Swap "coordinate arrays" for "bounding boxes" everywhere in the material below, and write the material out again with nothing else changed.

━━━━━ Supplied records

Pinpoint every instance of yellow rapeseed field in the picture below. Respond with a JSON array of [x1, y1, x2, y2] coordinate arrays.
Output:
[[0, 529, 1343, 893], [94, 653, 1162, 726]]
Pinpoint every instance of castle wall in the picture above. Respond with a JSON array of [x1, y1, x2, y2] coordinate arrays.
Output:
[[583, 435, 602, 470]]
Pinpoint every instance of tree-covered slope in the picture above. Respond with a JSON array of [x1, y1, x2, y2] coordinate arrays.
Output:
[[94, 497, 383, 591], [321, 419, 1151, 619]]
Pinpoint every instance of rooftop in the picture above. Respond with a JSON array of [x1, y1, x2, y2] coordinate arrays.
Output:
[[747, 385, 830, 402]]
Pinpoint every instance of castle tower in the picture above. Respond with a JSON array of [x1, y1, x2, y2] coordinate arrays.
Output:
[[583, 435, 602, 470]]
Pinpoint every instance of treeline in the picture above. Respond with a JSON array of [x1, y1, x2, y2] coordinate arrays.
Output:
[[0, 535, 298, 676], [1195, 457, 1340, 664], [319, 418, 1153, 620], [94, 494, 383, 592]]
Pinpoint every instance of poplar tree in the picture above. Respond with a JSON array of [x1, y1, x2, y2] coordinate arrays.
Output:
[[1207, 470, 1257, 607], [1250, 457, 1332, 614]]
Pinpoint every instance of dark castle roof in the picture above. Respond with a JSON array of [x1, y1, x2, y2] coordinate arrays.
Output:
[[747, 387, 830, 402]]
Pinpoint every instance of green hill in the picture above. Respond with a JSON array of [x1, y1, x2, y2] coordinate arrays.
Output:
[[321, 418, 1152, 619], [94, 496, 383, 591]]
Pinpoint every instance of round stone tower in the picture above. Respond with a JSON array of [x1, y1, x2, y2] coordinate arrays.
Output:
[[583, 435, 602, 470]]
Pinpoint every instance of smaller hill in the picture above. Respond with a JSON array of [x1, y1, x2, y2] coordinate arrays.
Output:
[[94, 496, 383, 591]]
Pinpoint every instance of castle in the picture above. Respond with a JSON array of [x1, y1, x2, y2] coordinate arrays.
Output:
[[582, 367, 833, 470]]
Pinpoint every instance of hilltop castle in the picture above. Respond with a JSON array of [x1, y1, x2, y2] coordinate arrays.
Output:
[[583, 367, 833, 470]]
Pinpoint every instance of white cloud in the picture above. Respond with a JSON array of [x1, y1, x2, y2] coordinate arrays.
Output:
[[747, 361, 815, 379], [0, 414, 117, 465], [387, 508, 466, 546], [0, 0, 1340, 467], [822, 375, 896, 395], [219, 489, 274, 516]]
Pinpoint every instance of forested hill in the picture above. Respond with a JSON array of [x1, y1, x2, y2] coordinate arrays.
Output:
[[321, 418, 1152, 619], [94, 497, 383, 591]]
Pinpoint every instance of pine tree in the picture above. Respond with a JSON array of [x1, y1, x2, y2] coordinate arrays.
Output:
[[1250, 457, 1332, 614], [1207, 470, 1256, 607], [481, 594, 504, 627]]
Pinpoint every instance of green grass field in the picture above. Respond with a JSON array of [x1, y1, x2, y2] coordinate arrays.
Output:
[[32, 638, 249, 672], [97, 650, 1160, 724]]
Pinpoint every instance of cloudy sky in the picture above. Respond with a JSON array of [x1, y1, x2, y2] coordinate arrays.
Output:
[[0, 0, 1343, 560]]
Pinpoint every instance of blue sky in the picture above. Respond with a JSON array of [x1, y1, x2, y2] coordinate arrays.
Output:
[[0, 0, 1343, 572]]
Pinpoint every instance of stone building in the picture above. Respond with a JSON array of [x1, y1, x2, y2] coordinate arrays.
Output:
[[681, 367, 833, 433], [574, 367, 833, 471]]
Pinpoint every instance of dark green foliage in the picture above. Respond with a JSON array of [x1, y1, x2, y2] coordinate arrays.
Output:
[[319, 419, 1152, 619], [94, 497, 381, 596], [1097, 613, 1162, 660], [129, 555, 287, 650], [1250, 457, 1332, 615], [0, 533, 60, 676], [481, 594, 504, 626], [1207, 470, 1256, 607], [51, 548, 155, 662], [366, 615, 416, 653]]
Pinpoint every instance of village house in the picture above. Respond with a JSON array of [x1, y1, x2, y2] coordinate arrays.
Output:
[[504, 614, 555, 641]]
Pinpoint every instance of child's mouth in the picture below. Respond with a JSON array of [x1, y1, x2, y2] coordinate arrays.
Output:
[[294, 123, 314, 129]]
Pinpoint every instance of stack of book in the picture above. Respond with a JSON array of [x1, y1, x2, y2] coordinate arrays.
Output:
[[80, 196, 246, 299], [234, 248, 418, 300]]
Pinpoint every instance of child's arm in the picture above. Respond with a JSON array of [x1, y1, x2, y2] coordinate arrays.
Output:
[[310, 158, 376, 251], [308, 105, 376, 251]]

━━━━━━━━━━

_Problem solution_:
Pinpoint every instance of yellow rapeseed field in the picture below. Respond with a JSON array of [x1, y1, x2, y2] bounding boxes.
Output:
[[0, 529, 1343, 893], [94, 653, 1162, 726]]
Pinpoint every instance of castle wall in the picture above. Respond with a JSON array of [x1, y1, x2, y2] bounding boxes.
Output:
[[583, 435, 602, 470]]
Pinpoint every instance of tree-covered slope in the picture above. Respond with a JSON array of [x1, y1, x2, y2] bounding boxes.
Output:
[[94, 497, 383, 591], [321, 419, 1151, 619]]
Pinpoint every instance of rooftop in the picture above. Respond with a JSON array of [x1, y1, x2, y2] bounding boxes.
Output:
[[747, 385, 830, 402]]
Pinpoint every instance of castle tower in the picture above. Respond with a JSON array of [x1, y1, x2, y2] bounding boxes.
Output:
[[583, 435, 602, 470]]
Pinpoint every instance of treeline in the picture above. Respond with a JSON array of [x1, y1, x2, y2] bounding boxes.
Output:
[[0, 535, 298, 676], [1195, 457, 1340, 664], [319, 418, 1153, 620], [94, 494, 383, 592]]
Pinpoint every instance of poplar tree in the picture above. Respond with a JSON array of [x1, y1, x2, y2] bounding boxes.
Output:
[[1207, 470, 1257, 607], [1250, 457, 1332, 614]]
Pinpoint every instance of dark castle roof in the picture above. Respond with a JSON array of [x1, y1, x2, y2] bounding boxes.
Output:
[[747, 387, 830, 402]]
Pinpoint every instance of green hill in the picture above. Respond with a JSON array of [x1, y1, x2, y2] bounding boxes.
Output:
[[321, 418, 1152, 619], [94, 496, 383, 591]]
Pinpoint every instance of round stone tower in the picture above. Respond with a JSON array of [x1, y1, x2, y2] bounding boxes.
Output:
[[583, 435, 602, 470]]
Pinpoint every instance of smaller hill in the picture above. Respond with a JSON array of [x1, y1, x2, y2] bounding boxes.
Output:
[[94, 496, 383, 591]]
Pinpoint every instance of castle in the picture above. Respond with a JSON array of [x1, y1, x2, y2] bounding boxes.
Output:
[[582, 367, 833, 470]]
Pinpoint every instance of hilltop castle in the picture above. Respond with a JSON array of [x1, y1, x2, y2] bounding boxes.
Output:
[[583, 367, 833, 470]]
Pinpoint every instance of white cloud in the picture above. Respond with a JSON array of [x1, y1, x2, y2] bounding boxes.
Output:
[[747, 361, 815, 379], [0, 414, 117, 465], [387, 508, 466, 546], [0, 0, 1340, 467], [822, 375, 896, 395], [219, 489, 274, 516]]
Pinpoint every instance of forested hill in the picture above. Respond with a JSON array of [x1, y1, x2, y2] bounding boxes.
Output:
[[321, 418, 1152, 619], [94, 497, 383, 591]]
Pinpoint every instance of pine tree in the picture above. Respond with a JSON array of [x1, y1, x2, y2] bounding boxes.
Output:
[[1250, 457, 1332, 614], [1207, 470, 1256, 607], [481, 594, 504, 627]]
Pinpoint every instance of green grass field in the picture above. Respond with a JSON array of [x1, y1, x2, y2] bounding boxes.
Output:
[[32, 638, 249, 672], [97, 650, 1160, 724]]
Pinpoint every instance of cloudy sky in the picture above. Respond with a JSON array of [x1, y1, x2, y2] bounding boxes.
Output:
[[0, 0, 1343, 560]]
Pinpoint every instance of blue sky in the picture above. Respond with a JSON array of [x1, y1, x2, y2] bounding boxes.
Output:
[[0, 0, 1343, 572]]
Pinpoint every instance of stone building in the picture above. Respond with a JSON array of [x1, y1, x2, y2] bounding boxes.
Output:
[[681, 367, 833, 433], [574, 367, 833, 471]]
Pinpoint every instance of dark green foliage in the picture above. Respond with a JSON array of [x1, y1, x2, y2] bounding boxes.
Output:
[[319, 419, 1152, 619], [94, 497, 381, 596], [1097, 613, 1162, 660], [129, 555, 287, 650], [1250, 457, 1332, 615], [0, 533, 60, 676], [481, 594, 504, 626], [1207, 470, 1256, 607], [51, 548, 155, 662], [366, 615, 416, 653]]
Pinpoint every instance of village house in the picture above. Respond with a JSON array of [x1, y1, x2, y2] bounding boxes.
Output:
[[504, 614, 555, 641]]
Pinpoint every instance of child's mouth in the picture below. Respond with a JSON array of [x1, y1, x2, y2] bounding boxes.
Output:
[[294, 123, 314, 129]]
Pinpoint every instance of stack of book in the picture above. Respond with a JSON array of [x1, y1, x2, y2] bounding boxes.
Output:
[[80, 196, 246, 299], [234, 248, 418, 300]]
Pinpoint every instance of child's arm in the picture above. Respond with a JSON array of [x1, y1, x2, y2] bounding boxes.
Output:
[[310, 158, 376, 251], [308, 105, 376, 251]]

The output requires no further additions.